** Begin DATA RECORDS **

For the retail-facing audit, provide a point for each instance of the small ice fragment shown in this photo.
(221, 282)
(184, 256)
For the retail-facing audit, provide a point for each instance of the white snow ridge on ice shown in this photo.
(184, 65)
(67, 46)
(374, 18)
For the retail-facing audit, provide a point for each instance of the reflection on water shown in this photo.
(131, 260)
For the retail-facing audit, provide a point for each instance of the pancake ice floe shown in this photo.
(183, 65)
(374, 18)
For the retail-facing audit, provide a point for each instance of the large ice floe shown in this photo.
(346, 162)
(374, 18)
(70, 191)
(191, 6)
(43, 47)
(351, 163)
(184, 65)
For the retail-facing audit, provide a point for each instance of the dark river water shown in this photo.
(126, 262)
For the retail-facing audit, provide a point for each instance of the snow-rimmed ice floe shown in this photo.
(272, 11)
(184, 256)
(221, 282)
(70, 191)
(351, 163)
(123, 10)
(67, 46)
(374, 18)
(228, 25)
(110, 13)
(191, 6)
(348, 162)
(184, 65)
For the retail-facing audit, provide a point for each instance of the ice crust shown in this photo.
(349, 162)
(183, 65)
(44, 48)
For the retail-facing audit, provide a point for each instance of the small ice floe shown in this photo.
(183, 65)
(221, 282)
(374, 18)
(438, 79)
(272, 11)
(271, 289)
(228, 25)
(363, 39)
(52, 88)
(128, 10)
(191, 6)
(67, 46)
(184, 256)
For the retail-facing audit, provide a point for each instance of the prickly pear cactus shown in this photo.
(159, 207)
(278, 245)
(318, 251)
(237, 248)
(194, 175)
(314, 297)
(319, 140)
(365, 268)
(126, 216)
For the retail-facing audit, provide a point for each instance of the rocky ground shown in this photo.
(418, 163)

** End DATA RECORDS **
** Begin DATA RECORDS **

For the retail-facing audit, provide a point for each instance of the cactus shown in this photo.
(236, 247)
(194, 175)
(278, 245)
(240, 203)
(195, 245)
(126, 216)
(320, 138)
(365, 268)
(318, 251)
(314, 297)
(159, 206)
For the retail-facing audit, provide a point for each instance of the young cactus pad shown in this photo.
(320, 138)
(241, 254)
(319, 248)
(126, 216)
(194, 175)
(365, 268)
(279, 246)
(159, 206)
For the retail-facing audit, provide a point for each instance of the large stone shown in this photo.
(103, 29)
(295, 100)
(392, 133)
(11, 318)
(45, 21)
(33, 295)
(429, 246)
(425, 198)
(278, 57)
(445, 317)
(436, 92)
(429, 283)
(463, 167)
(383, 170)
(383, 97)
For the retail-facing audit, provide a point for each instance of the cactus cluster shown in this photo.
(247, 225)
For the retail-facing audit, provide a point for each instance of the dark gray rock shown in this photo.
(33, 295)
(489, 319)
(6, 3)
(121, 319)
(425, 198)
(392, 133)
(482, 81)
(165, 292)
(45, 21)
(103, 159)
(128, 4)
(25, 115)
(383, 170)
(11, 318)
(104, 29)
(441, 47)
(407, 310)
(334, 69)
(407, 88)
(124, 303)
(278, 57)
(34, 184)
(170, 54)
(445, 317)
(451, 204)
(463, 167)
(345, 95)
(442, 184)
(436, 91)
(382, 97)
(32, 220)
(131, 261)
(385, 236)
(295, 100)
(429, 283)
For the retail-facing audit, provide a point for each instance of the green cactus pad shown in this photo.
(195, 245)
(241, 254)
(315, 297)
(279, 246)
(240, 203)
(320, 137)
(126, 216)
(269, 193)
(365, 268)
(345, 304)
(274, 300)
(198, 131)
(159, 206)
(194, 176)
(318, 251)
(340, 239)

** End DATA RECORDS **
** Begin DATA RECORDS **

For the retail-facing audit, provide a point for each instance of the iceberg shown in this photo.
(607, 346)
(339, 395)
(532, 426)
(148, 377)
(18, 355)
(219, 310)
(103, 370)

** End DATA RECORDS **

Return, in full, every line in the records above that contains the word "cactus". Case counts when matching.

For the retail-facing audit, provide a point for each instance of the prickly pear cactus shown in this photo.
For the retail-facing audit, provide a point for each instance of the cactus shown in this photo.
For the retail-facing audit, provide a point for each instance of the young cactus pad shown in this photo.
For the retail-facing audit, provide a point for each instance of the cactus cluster shown in this photo.
For the retail-facing audit, provide a point for each instance of the green cactus pad shown in this photo.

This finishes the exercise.